## RIGHE FORNITE
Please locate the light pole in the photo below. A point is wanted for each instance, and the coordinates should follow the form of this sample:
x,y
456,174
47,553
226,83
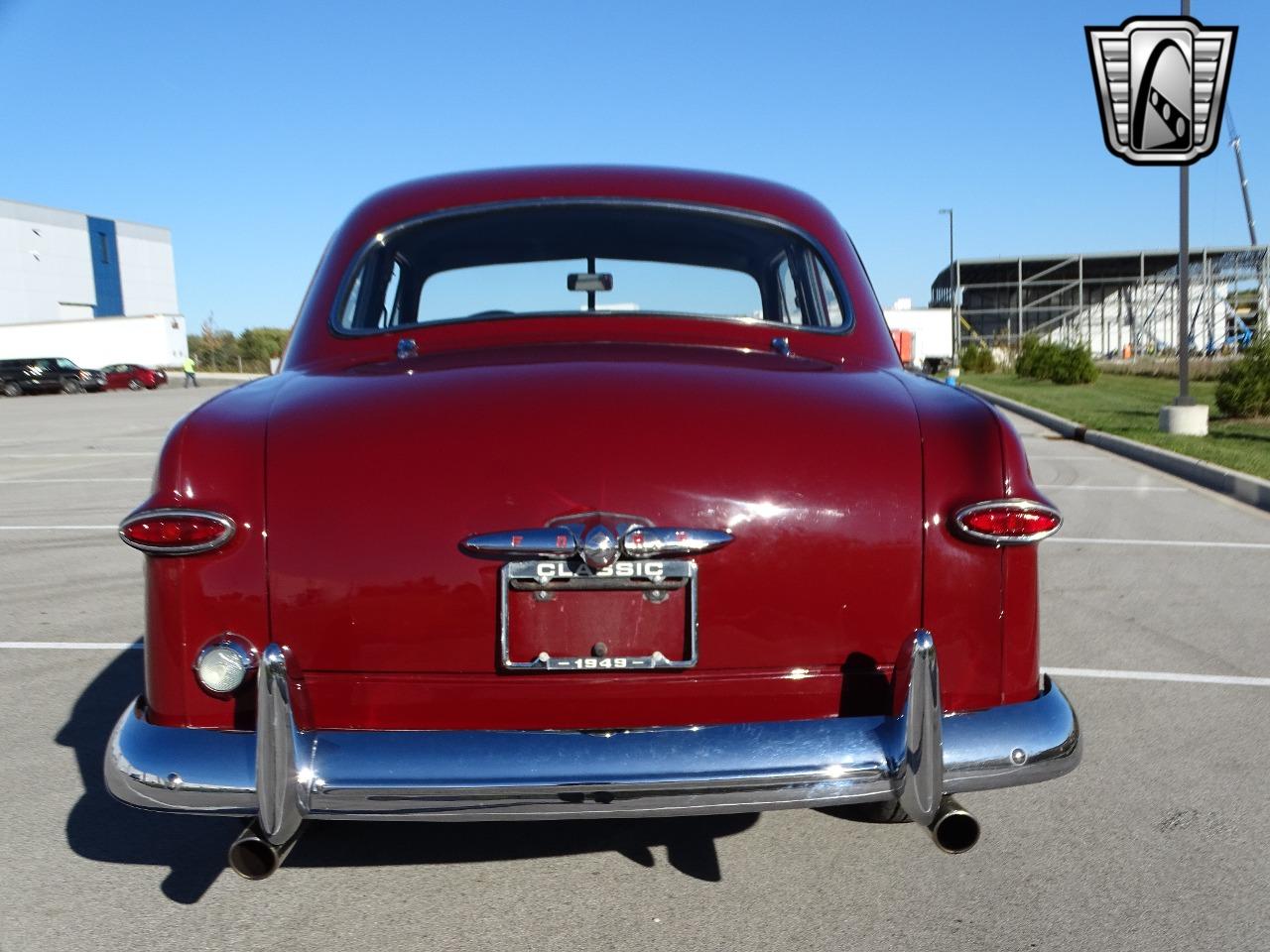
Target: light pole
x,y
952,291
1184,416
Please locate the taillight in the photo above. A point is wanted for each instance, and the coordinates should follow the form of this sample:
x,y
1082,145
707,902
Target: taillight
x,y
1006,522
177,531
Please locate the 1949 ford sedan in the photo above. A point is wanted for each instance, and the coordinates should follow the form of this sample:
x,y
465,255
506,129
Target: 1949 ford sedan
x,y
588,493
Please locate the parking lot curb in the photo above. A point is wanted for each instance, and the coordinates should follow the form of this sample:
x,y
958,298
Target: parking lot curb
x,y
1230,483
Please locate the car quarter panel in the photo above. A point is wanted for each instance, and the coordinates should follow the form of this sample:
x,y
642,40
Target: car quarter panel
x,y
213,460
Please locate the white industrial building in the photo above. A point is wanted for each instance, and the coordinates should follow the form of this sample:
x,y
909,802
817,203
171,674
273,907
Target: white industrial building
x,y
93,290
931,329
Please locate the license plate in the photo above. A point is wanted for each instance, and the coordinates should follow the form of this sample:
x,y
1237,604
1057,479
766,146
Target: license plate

## CONSEGNA
Per favore, sostituisci "photo" con "image" in tutte le righe qui sopra e riportale senza altre modifiche. Lascia fuori le immagini.

## RISULTATO
Please locate the light pole in the image below. A point is wanted for each instance, and the coordinates should follow the form of this sample:
x,y
456,174
47,553
226,83
Target: light pole
x,y
952,291
1184,416
Please locate the taillight in the image above. A point is wanted for each instance, and the coordinates should follow the form of this sample:
x,y
1082,145
707,902
Target: taillight
x,y
1006,522
177,531
Please locate the 1949 ford sedan in the image above. A point is wanted for each instance, and the coordinates should follow the form of this sample:
x,y
465,255
506,129
Target: 1949 ford sedan
x,y
588,493
Please locate the parking lot curb in the image above. A point is wanted for each instance, and the coordinates should follow the form of this sample:
x,y
958,298
Target: parking lot curb
x,y
1230,483
Please locate the car quarter panel in the image above. A point is wanted for each instance, and the coordinates should follow the form of this sample:
x,y
642,40
Target: car quarter panel
x,y
213,460
Please locate the white industrial building in the image above. A point is wanted for each instance, and the coordinates should follow the form of this sample:
x,y
909,802
817,203
171,674
273,907
Target: white industrial building
x,y
93,290
931,329
Please locate the license plate in the image above. A point is wanted for each instance, and the coordinates should follow the form of this sample:
x,y
1237,604
1057,479
766,146
Target: license plate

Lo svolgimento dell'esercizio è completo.